§ TEXT UNDER STUDY
Segment Open
Obama Moves to Quell Democratic Dissent Over Health LawMike Dorning and Margaret Talev
President Barack Obama moved to quell growing dissent among Democratic lawmakers over the troubled rollout of his signature health-care law, summoning senators facing re-election for a two-hour White House meeting.
Fifteen Senate Democrats whose terms are up in 2014, along with Colorado Senator Michael Bennet, who heads the party’s Senate campaign arm, aired complaints about the flawed federal website for enrolling in an insurance plan and several pressed to postpone the Affordable Care Act’s deadline to obtain coverage, according to several lawmakers present.
Senator Jeff Merkley of Oregon called yesterday’s meeting “a show-me moment” for the administration.
“The dysfunction and delays are unacceptable,” Merkley said in a statement afterward. “For each day of delay, the window for applications should be extended by a day.”
Since opening Oct. 1, the federal website serving 36 states has been plagued by delays, error messages and hang-ups that prevented customers from completing applications. As a result, the Obama administration has lowered expectations for initial enrollment. Health and Human Services Secretary Kathleen Sebelius told a Senate panel yesterday those numbers will be released next week.
In addition, Republicans are accusing Obama of misleading the public as hundreds of thousands of individual health insurance plans are being canceled, contradicting his repeated pledge that people who like their coverage would be able to keep it when the law took effect.
The Obama administration has rebuffed calls to extend the deadline for enrollment.
“For millions of Americans delay is not an option,” Sebelius told the Senate Finance Committee, her second appearance before a congressional panel in a week.
Obama left the meeting with the senators for a trip to Dallas, the U.S. city with the most uninsured residents eligible to participate in the federal marketplace -- 670,000 in 2011 -- according to data from the Census Bureau and the White House. He was there to rally volunteers helping to sign up uninsured Texans who’ve been stymied by the faulty website.
“Nothing is going to stop us from getting this done, because we’re on the right side of history,” Obama told the interfaith group at Temple Emanu-El.
Jeffrey Zients, who Obama drafted to oversee repairs to the federal healthcare.gov website and was in the meeting with the Democratic senators, has promised to have the job finished by the end of the month.
Some of the Democratic lawmakers at the White House session, whose re-election chances are vulnerable to any voter backlash against the 2010 law known as Obamacare, said that wasn’t enough.
“The roll-out of healthcare.gov has not been smooth -- to say the least,” Senator Mark Udall of Colorado said in an e-mailed statement after the meeting. “Consumers should have the time they need to shop for a plan and enroll after the widespread problems with the website are fixed.”
Insurer Humana Inc. is anticipating some concession by the Obama administration, including a possible extension of the open-enrollment period beyond March, said James Murray, chief operating officer for the Louisville, Kentucky-based company.
“There’s a problem with the enrollment, and because of that, the likely enrollment that we’ll receive will be changed from what we thought,” Murray told investors yesterday on an earnings conference call. “We’re waiting for guidance from the government.”
The administration had a target of 800,000 Obamacare sign-ups for the first two months and the Congressional Budget Office has projected that 7 million people would enroll through 2014. Americans have until Dec. 15 to enroll in coverage that would start Jan. 1. Those who don’t find health insurance by March 31 may have to pay a fine of as much as 1 percent of their income.
Segment Closed
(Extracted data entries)
Segment Open
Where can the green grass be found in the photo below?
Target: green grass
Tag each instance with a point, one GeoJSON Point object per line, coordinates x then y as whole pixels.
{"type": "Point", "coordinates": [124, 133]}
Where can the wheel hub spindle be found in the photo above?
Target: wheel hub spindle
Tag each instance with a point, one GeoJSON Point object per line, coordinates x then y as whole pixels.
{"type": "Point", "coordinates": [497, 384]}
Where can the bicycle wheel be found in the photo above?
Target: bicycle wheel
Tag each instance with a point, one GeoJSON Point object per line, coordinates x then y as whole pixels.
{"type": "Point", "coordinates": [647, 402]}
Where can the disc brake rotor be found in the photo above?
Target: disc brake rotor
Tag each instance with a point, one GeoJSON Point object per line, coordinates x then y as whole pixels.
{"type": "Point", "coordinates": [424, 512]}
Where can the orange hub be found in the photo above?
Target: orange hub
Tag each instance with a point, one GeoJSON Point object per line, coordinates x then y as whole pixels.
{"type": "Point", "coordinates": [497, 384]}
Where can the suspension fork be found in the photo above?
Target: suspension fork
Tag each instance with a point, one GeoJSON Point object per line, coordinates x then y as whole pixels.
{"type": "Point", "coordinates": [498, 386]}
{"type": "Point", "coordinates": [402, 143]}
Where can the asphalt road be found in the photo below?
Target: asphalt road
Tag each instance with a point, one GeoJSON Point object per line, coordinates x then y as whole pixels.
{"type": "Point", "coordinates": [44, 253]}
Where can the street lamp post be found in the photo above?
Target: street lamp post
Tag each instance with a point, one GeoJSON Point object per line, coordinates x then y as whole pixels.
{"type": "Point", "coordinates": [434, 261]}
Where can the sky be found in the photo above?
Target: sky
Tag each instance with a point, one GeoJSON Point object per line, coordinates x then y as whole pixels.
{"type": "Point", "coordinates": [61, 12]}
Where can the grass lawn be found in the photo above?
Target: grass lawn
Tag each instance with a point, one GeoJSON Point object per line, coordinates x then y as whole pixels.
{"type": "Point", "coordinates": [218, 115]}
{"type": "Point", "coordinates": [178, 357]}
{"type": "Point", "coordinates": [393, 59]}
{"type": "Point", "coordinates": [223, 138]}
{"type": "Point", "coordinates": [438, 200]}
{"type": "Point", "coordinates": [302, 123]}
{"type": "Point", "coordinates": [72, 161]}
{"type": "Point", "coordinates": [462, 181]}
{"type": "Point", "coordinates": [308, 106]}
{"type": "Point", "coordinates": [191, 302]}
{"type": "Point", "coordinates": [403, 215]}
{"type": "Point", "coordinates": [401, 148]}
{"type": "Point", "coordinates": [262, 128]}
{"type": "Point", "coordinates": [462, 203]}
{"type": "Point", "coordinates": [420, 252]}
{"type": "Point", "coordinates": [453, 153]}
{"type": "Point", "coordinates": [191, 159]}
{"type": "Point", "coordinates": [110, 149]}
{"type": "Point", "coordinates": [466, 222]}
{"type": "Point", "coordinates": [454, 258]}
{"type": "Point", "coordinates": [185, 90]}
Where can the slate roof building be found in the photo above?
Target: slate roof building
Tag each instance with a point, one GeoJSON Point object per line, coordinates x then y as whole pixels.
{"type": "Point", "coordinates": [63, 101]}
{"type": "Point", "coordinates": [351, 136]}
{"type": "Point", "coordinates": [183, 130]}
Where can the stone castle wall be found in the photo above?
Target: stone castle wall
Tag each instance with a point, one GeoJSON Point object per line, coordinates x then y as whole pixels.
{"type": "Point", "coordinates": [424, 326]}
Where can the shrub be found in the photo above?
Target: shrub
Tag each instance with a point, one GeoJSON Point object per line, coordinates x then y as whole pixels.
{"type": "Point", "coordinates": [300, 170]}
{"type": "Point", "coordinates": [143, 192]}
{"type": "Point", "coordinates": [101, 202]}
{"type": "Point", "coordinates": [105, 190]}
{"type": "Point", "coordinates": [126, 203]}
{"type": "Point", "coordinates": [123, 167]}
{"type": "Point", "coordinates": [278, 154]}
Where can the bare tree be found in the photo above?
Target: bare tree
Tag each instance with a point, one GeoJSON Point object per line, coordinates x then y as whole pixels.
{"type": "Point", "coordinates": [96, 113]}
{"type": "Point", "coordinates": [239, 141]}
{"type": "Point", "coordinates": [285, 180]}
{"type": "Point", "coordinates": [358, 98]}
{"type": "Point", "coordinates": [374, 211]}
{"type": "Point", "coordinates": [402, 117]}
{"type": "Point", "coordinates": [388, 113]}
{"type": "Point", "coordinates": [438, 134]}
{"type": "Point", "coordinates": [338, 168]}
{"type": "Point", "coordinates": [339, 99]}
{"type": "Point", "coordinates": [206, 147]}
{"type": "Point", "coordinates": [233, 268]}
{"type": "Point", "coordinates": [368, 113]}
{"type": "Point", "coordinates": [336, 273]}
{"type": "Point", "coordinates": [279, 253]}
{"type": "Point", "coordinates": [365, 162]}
Segment Closed
§ TASKS
1 > Using the health law article, decide whether each statement agrees with it, and answer yes or no with the deciding words quoted from the article: (a) The federal website serves 36 states. (b) The Obama administration agreed to extend the enrollment deadline. (c) After the meeting with the senators, Obama traveled to Houston.
2 > Summarize the health law article in two sentences.

§ TASK-BY-TASK RESULTS
1 >
(a) Yes: "the federal website serving 36 states"
(b) No: "The Obama administration has rebuffed calls to extend the deadline for enrollment."
(c) No: "Obama left the meeting with the senators for a trip to Dallas"

2 > President Barack Obama held a two-hour White House meeting with Senate Democrats facing re-election, who complained about the flawed federal enrollment website, and several of them pressed to postpone the deadline to obtain coverage. The administration has rebuffed calls to extend the enrollment deadline, while Jeffrey Zients, who is overseeing repairs to healthcare.gov, has promised to finish the job by the end of the month.